> [Exercise details] Transcribe every record that appears below, exactly and in full.

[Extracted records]
•••••
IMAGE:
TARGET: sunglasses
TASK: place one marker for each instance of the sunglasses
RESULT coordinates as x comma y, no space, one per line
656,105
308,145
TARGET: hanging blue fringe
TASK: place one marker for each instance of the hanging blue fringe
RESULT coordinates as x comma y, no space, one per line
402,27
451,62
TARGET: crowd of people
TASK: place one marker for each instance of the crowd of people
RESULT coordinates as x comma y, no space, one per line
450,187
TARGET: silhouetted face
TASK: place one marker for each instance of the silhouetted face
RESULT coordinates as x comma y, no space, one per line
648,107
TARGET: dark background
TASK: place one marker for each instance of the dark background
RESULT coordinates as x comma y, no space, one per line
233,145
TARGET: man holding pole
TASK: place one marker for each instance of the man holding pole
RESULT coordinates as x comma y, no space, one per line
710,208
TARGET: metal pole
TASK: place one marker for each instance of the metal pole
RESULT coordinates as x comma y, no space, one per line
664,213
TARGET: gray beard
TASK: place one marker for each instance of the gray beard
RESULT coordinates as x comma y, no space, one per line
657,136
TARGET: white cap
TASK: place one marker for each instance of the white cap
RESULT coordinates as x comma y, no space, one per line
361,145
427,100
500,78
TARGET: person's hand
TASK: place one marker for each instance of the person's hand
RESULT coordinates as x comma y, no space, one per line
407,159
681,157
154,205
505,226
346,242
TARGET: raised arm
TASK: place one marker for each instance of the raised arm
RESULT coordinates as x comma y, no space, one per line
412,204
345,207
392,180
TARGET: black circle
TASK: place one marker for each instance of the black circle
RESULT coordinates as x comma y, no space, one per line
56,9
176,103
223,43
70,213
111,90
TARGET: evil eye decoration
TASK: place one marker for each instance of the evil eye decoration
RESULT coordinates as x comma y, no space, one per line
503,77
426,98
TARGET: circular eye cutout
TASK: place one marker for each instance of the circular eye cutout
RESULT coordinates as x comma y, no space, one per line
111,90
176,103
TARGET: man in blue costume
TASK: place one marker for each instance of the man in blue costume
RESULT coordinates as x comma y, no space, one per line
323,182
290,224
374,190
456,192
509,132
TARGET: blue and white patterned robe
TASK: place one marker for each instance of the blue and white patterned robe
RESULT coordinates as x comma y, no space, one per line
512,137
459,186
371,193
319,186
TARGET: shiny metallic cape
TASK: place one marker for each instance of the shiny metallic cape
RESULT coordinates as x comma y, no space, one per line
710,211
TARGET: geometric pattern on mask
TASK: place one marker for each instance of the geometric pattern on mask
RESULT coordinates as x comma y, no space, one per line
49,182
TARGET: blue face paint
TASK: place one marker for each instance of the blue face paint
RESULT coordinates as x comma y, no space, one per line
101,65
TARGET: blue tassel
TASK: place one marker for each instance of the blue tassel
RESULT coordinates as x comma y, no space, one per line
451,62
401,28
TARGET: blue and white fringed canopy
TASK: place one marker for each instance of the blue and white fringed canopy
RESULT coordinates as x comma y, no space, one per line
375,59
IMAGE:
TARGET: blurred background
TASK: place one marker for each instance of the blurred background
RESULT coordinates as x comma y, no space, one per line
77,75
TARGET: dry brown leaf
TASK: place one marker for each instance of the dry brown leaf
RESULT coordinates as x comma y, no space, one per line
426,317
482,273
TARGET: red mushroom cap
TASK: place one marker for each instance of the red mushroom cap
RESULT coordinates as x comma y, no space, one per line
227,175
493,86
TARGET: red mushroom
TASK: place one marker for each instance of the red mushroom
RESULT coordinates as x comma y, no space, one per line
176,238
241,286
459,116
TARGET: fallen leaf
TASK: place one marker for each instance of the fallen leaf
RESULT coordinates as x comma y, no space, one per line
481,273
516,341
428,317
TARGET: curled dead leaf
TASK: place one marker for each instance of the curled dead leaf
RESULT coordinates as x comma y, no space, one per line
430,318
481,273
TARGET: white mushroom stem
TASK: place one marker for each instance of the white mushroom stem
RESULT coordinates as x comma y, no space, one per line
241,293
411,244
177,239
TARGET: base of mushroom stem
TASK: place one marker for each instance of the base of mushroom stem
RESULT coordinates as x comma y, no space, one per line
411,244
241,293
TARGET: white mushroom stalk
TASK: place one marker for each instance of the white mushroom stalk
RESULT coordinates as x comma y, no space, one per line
•••••
> [The result]
IMAGE:
TARGET: sunglasses
TASK: place one marker for each instance of the sunglasses
RESULT coordinates as x comma y, no space, one per line
656,105
308,145
TARGET: hanging blue fringe
TASK: place one marker for each instance of the hanging blue fringe
RESULT coordinates as x comma y, no space, one per line
402,27
451,62
TARGET: crowd of people
TASK: place one marker for each instance of the crowd of people
RESULT coordinates as x comma y, no space, one per line
450,187
TARGET: silhouetted face
TASK: place one marker for each instance of the silhouetted face
RESULT coordinates as x comma y, no space, one per line
648,107
TARGET: dark background
TASK: place one marker for each instance of the dark background
RESULT coordinates as x comma y, no space, one per line
233,145
TARGET: man holding pole
TASK: place one marker for each instance of the man holding pole
RESULT coordinates as x comma y, no space, one per line
710,208
TARGET: metal pole
TASK: place one marker for each instance of the metal pole
RESULT coordinates as x comma y, no space, one per line
664,213
TARGET: gray beard
TASK: place one marker for each instance of the gray beard
RESULT coordinates as x comma y, no space, one per line
657,136
TARGET: white cap
TASK: place one marker for each instance of the white cap
RESULT coordinates as x comma y, no space, one per line
361,145
427,100
500,78
TARGET: person's hand
TASK: place one marker for each instance of the person's hand
RESULT coordinates as x comma y, no space, one per line
407,159
681,157
154,205
505,226
346,242
TARGET: raised arm
TASK: place one marker for each instance of the raised arm
RESULT coordinates as x comma y, no space, one per line
412,204
345,207
392,180
TARGET: black circle
TASK: place one marker for each instance of the black circle
RESULT coordinates as x comma y, no space, one per line
56,9
176,103
223,43
70,213
111,90
TARGET: evil eye decoration
TASK: place one marker for each instance of the evil eye decoration
RESULT coordinates as x comma y, no space, one per line
503,77
426,98
TARGET: circular eye cutout
TASK: place one marker for each instance of the circular eye cutout
RESULT coordinates as x comma y, no space, one per line
111,90
176,103
TARGET: man in blue costume
TASK: place one marker for each instance of the man in blue costume
RESULT coordinates as x comma y, no space, one per line
323,182
290,224
374,190
456,192
509,132
TARGET: blue and white patterned robe
TASK: place one marker for each instance of the blue and white patterned robe
RESULT coordinates as x comma y, no space, one per line
512,137
459,186
371,193
319,186
TARGET: shiny metallic cape
TASK: place one marker for each instance of the shiny metallic cape
RESULT coordinates as x comma y, no space, one per line
710,211
TARGET: geometric pattern on mask
TASK: place one marker for each instance of the geometric pattern on mask
RESULT coordinates as x comma y, no space, one per line
49,182
TARGET: blue face paint
TASK: place one marker for each instance of the blue face paint
RESULT coordinates as x comma y, no space, one per line
101,65
TARGET: blue tassel
TASK: place one marker for each instance of the blue tassel
RESULT coordinates as x comma y, no space, one per line
451,62
401,28
TARGET: blue and white fringed canopy
TASK: place one marker for each instance of the blue and white fringed canopy
RESULT coordinates as x comma y, no space, one per line
375,59
IMAGE:
TARGET: blurred background
TASK: place one marker for each instance of the blurred background
RESULT coordinates as x comma y, no space, one per line
77,75
TARGET: dry brown leaf
TASK: place one marker for each instance of the dry brown leaf
RESULT coordinates as x comma y, no space, one per line
426,317
482,273
TARGET: red mushroom cap
TASK: place one marker for each instance of the red mushroom cap
RESULT coordinates as x comma y, no space, one per line
227,175
493,86
TARGET: red mushroom
TASK: place one marker for each instance of the red mushroom
RESULT coordinates as x comma y, no space, one per line
176,238
241,286
459,116
TARGET: fallen leaf
TASK: place one marker for each instance of the fallen leaf
RESULT coordinates as x comma y, no space, one per line
481,273
516,341
428,317
TARGET: curled dead leaf
TASK: place one marker for each instance of the curled dead leaf
RESULT coordinates as x comma y, no space, one per line
430,318
481,273
TARGET: white mushroom stem
TASK: place one marker for each instance of the white mushroom stem
RESULT coordinates as x comma y, no space, one per line
241,293
411,244
177,239
TARGET: base of mushroom stem
TASK: place one marker for each instance of the base of mushroom stem
RESULT coordinates as x comma y, no space, one per line
411,244
241,293
TARGET: white mushroom stalk
TASK: place one marker for each instance of the white mushroom stalk
RESULT coordinates as x comma y, no space, one per line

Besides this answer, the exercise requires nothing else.